> [WHAT TO WORK ON]
Turn the material, from its first line through the line with "665;644;683;700", into a numbered list without blank lines. Leave the pictures out.

> [Source data]
******
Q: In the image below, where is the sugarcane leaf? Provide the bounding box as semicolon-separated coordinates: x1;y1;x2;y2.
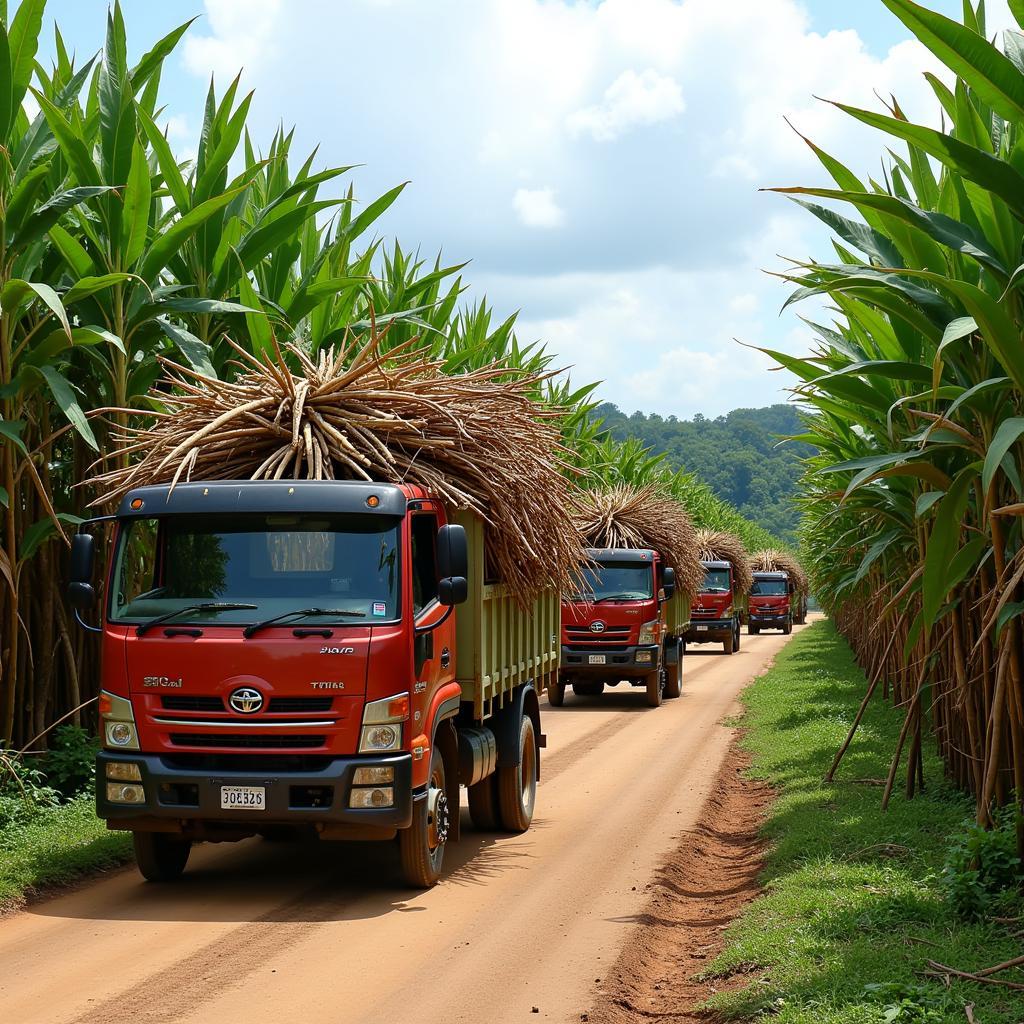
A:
913;490;946;519
121;139;153;266
882;0;1024;121
0;420;29;455
981;417;1024;492
139;189;240;281
35;365;99;452
157;317;217;380
17;512;85;562
921;470;975;628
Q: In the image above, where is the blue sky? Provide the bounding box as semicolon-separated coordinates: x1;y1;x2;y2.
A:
25;0;1011;417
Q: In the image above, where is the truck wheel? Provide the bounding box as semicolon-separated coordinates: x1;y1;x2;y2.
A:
466;774;499;831
398;746;451;889
498;715;537;833
645;669;665;708
132;833;191;882
548;679;565;708
665;644;683;700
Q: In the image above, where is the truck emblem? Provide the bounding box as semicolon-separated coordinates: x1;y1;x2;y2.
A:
227;686;263;715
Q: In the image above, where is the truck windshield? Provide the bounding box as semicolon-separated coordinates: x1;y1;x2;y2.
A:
700;569;729;594
751;580;788;597
577;562;654;601
110;513;400;625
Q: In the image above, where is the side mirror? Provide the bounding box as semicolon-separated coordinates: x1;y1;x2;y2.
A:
437;525;469;580
437;577;469;608
68;534;96;611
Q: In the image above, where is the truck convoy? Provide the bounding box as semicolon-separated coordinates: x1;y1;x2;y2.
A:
684;530;751;654
69;338;583;888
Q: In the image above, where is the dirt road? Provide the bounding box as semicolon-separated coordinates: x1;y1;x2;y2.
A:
0;633;802;1024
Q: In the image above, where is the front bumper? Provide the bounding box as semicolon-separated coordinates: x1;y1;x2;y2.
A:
683;618;736;643
96;751;413;828
561;643;658;677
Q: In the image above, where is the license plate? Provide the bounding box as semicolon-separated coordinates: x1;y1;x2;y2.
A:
220;785;266;811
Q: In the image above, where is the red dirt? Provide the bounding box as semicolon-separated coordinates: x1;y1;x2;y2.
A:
582;741;774;1024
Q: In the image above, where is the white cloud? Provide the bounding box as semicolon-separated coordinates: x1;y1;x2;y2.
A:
512;188;565;227
567;68;686;142
180;0;970;416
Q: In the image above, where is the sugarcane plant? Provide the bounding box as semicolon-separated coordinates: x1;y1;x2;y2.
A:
766;0;1024;850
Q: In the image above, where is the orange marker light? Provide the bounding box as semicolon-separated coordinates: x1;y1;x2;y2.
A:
387;693;409;722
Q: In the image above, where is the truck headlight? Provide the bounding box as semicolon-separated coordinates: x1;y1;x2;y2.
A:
359;693;409;754
99;690;138;751
640;618;662;643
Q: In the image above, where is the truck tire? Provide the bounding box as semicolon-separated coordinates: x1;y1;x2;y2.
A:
665;643;683;700
132;833;191;882
548;679;565;708
644;669;665;708
498;714;538;833
398;746;450;889
466;775;498;831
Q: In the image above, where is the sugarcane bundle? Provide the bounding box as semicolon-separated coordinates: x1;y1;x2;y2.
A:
88;332;585;604
697;529;754;594
575;484;703;597
751;548;810;597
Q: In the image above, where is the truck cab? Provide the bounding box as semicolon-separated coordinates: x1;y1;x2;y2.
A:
69;480;543;886
685;560;742;654
548;548;682;707
746;571;801;635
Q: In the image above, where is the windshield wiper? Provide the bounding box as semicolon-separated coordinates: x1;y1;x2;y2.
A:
242;605;367;640
135;601;258;637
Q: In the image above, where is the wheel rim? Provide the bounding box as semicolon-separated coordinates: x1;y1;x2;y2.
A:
427;764;452;857
519;719;537;818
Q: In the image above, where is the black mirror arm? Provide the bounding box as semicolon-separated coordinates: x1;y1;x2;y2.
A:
414;604;455;637
75;608;103;633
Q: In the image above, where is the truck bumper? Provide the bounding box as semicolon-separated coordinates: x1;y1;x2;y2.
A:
683;618;736;643
561;643;658;677
96;751;414;829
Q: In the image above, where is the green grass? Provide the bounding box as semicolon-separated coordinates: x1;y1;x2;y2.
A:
0;796;131;910
709;623;1024;1024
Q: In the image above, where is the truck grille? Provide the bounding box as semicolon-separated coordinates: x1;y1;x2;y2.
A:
170;732;327;750
565;626;630;647
161;696;334;715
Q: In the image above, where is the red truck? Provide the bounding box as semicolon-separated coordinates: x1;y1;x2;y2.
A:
746;571;807;635
69;480;558;887
548;548;689;708
683;560;746;654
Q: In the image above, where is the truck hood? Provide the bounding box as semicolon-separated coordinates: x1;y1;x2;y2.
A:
124;627;371;711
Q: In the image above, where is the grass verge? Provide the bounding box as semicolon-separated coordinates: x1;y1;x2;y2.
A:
0;796;131;912
708;623;1024;1024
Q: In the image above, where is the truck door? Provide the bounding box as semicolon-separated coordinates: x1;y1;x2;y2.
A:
410;510;456;761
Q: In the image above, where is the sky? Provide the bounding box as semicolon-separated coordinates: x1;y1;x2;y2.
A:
29;0;1013;419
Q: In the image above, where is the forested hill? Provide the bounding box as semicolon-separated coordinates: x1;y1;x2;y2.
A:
594;402;814;542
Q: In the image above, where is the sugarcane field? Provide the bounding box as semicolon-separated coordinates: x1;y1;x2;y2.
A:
0;0;1024;1024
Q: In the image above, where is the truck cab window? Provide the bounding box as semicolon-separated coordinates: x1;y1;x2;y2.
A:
412;515;437;615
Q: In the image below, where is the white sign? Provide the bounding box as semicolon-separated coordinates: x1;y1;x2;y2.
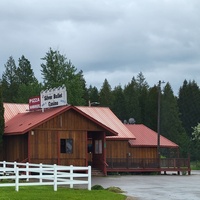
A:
40;86;67;108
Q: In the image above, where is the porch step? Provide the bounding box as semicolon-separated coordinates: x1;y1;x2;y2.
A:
92;168;105;176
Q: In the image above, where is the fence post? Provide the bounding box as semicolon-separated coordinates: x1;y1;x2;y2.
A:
14;161;17;169
88;166;92;190
15;167;19;192
53;164;57;191
3;161;6;175
70;165;74;188
26;162;29;181
40;163;42;183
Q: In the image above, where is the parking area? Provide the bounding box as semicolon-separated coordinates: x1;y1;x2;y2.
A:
92;171;200;200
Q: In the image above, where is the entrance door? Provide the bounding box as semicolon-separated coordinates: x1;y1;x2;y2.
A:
88;131;106;172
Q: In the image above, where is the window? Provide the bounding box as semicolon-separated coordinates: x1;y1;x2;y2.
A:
60;139;73;154
95;140;102;154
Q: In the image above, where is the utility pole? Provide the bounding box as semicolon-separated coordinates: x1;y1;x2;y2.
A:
157;81;161;158
157;81;165;158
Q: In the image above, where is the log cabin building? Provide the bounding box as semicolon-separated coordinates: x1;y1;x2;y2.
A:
3;103;190;175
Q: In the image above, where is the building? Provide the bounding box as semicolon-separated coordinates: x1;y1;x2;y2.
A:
4;103;189;174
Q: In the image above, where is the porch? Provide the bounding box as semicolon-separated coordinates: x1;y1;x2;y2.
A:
106;157;191;175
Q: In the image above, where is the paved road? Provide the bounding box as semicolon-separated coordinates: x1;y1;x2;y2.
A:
92;171;200;200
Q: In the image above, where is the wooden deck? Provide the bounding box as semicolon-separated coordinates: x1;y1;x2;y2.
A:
106;158;191;175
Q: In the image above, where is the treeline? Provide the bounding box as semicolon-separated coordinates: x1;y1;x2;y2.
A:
0;48;200;160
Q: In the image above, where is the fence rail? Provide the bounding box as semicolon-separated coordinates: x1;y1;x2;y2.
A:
0;161;91;191
106;157;191;173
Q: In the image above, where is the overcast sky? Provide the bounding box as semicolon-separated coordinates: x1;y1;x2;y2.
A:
0;0;200;95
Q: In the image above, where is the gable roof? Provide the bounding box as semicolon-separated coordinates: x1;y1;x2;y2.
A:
3;103;28;123
125;124;178;148
4;103;135;139
77;106;135;140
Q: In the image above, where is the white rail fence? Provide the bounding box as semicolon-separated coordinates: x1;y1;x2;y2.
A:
0;161;91;191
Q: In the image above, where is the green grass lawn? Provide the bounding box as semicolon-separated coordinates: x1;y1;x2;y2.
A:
0;186;126;200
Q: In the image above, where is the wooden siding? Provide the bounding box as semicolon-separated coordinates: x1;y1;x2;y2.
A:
59;130;87;166
4;134;28;162
106;140;157;158
29;130;58;164
37;110;106;131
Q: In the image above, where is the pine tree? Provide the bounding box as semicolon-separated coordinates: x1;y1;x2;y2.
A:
15;55;42;103
124;77;141;124
178;80;200;138
136;72;149;124
41;48;86;105
87;85;99;103
2;56;18;102
160;83;189;156
0;84;5;145
111;85;125;121
145;85;158;132
99;79;113;107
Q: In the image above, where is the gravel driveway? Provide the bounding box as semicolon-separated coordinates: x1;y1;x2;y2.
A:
92;171;200;200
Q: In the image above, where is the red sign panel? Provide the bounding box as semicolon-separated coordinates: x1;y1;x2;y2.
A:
29;96;41;111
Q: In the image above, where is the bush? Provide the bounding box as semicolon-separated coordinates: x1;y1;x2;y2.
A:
91;185;104;190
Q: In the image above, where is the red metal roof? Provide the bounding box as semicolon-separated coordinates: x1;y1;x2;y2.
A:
77;106;135;140
125;124;178;148
3;103;28;122
4;104;135;139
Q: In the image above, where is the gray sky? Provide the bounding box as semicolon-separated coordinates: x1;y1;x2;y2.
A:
0;0;200;94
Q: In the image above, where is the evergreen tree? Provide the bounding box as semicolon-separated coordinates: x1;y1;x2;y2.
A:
2;56;18;103
15;56;42;103
124;77;141;124
191;123;200;160
111;85;127;121
178;80;200;160
99;79;113;107
160;83;189;156
145;85;158;132
0;84;5;145
136;72;149;124
16;55;38;85
178;80;200;138
87;85;99;103
41;48;86;105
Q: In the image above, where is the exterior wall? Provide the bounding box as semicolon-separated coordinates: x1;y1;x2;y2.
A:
3;134;28;162
106;140;157;158
29;110;107;166
59;131;87;166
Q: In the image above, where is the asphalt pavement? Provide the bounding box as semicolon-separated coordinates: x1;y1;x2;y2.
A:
92;171;200;200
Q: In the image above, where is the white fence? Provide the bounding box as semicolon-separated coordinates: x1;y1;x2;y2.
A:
0;161;91;191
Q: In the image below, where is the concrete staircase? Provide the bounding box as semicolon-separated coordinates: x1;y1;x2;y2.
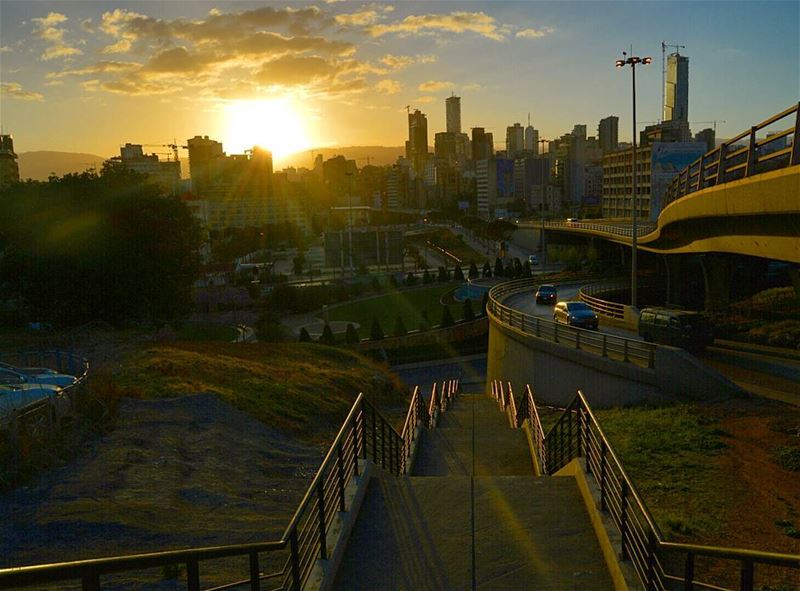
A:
333;393;614;591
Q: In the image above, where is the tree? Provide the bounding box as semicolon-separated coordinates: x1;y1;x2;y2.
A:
494;257;504;277
344;322;361;345
369;318;383;341
394;314;408;337
319;322;336;347
463;298;475;322
439;306;455;328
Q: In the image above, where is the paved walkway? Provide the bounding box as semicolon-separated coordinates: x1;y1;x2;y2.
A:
334;393;613;591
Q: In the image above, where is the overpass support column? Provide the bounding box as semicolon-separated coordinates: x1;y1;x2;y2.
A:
700;253;732;312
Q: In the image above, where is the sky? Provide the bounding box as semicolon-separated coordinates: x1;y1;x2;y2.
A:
0;0;800;164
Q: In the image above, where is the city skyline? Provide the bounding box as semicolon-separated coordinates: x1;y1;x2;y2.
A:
0;1;799;165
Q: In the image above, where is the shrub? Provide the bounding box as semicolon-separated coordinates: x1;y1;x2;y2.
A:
439;306;455;328
319;322;336;347
464;298;475;322
344;322;361;345
369;318;383;341
394;315;408;337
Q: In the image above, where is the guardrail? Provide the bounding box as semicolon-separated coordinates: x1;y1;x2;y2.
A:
506;382;800;591
0;380;459;591
486;279;657;369
664;103;800;205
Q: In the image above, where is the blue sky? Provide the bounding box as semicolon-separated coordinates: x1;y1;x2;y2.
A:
0;0;800;162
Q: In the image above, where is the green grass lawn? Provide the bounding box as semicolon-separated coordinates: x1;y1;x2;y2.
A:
330;283;480;338
175;324;238;343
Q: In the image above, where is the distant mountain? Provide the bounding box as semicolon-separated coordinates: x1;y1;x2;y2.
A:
17;150;108;181
276;146;406;168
******
> [ANSWER IN FULL]
1. Q: In the image below, where is the sugarcane leaf? Provide the bounding box as semicolon-separated coordinates: x1;y1;x2;y2.
2. A:
3. 913;490;946;519
4. 121;139;153;266
5. 882;0;1024;121
6. 0;420;29;455
7. 981;417;1024;492
8. 139;189;240;281
9. 35;365;99;452
10. 157;317;217;380
11. 17;512;85;562
12. 921;470;975;628
13. Q: In the image above, where is the blue sky? Provide the bounding box as semicolon-separated coordinates: x1;y1;x2;y2.
14. A:
15. 25;0;1011;417
16. Q: In the image above, where is the truck wheel? Provide the bounding box as semicolon-separated coordinates: x1;y1;x2;y2.
17. A:
18. 466;774;499;831
19. 398;746;451;889
20. 498;715;537;833
21. 645;669;665;708
22. 132;833;191;882
23. 548;679;565;708
24. 665;644;683;700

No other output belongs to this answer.